◆ Provided text ◆
[Start of section]

Ethan is steadily growing in his speech and language. It’s slow progress, but very encouraging. I’ve made it my top priority to do daily therapy with him, which I call “Talk Time” and he calls “Ba /D/” (after the first 2 consonant sounds we worked on together). And he continues to meet weekly with a professional therapist.
He enjoys the therapy, even though it is work for him. What we all take for granted as easy sounds, copied by babies even under a year old, are work for Ethan. I can see his concentration as he watches my mouth closely to copy what I’m doing, or tries his hardest to remember what I showed him last time.
We began by taking consonant sounds he could already say, and having him go back and forth between them to practice agility. So his first exercise sounded like /b/-/d/-/b/-/d/ and /t/-/p/-/t/-/p/. Then he practiced vowel sounds. Next we put together his easy consonants with a vowel, so they’d sound like “doo, dee, dah.” At the same time we also began introducing actual words, with their own pictures, that followed the pattern (for example “me” and “bee”) and encouraging him to use those words in daily life.
Because /t/ and /p/ are not voiced sounds, Ethan finds it easiest to combine them with a vowel if he whispers the whole thing. If he doesn’t whisper, his /t/ can come out sounding like /d/ and /p/ becomes /b/. He’ll get it eventually. He gets better at it every time.
We’re now also including combinations where there is a vowel followed by a consonant ending. And I’m stopping Ethan as much as seems reasonable, during his daily communication, to encourage him to try using actual words, now that he has the building blocks to do it.

[End of section]

◆ Source information ◆
[Start of section]

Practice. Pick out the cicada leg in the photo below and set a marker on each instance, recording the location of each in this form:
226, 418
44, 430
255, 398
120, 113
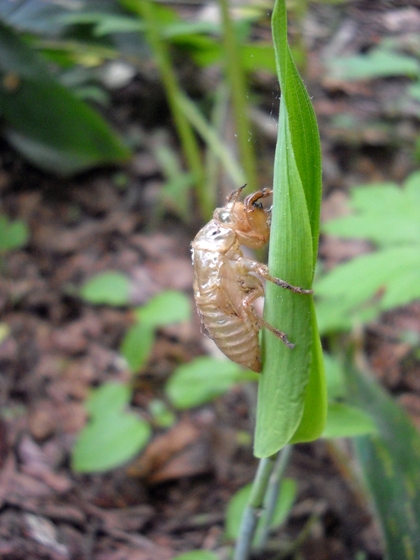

[End of section]

◆ Study questions ◆
1. In the account of Ethan's speech therapy, what name does Ethan give to the daily "Talk Time" sessions?
2. Extend the account of Ethan's speech therapy with a paragraph that picks up after its final sentence.
The records were taken from a separate source.

◆ Results ◆
1. He calls them "Ba /D/," after the first two consonant sounds they worked on together.

2.
I’ve been encouraged by his ability to say words when prompted, like “bunny,” “frog,” and “banana.” But the most encouraging thing lately has been his own attempts without outside help.
The other day, he wanted a cup of tea. For the past few months, his word for tea has been “bee,” but “bee” has also been used for any word with an ee sound in it (please, bee, cheese, etc.). So I generally have to clarify with him what he means. This time, he saw a brief glimpse of confusion on my face and before I even asked him what he meant by “bee” he said /t/ and I knew what he wanted.
And yesterday, he was hungry in the afternoon and showed me a piece of pretend bread. I said, “Oh, you want bread?” He said, “No, toe.” I couldn’t believe it. He wanted “toast” and without having ever practiced that word or even talked about it, he was able to say the first two sounds. I happily gave him some toast, even though we were about to sit down to dinner, because I was so pleased that he’d said “toast”!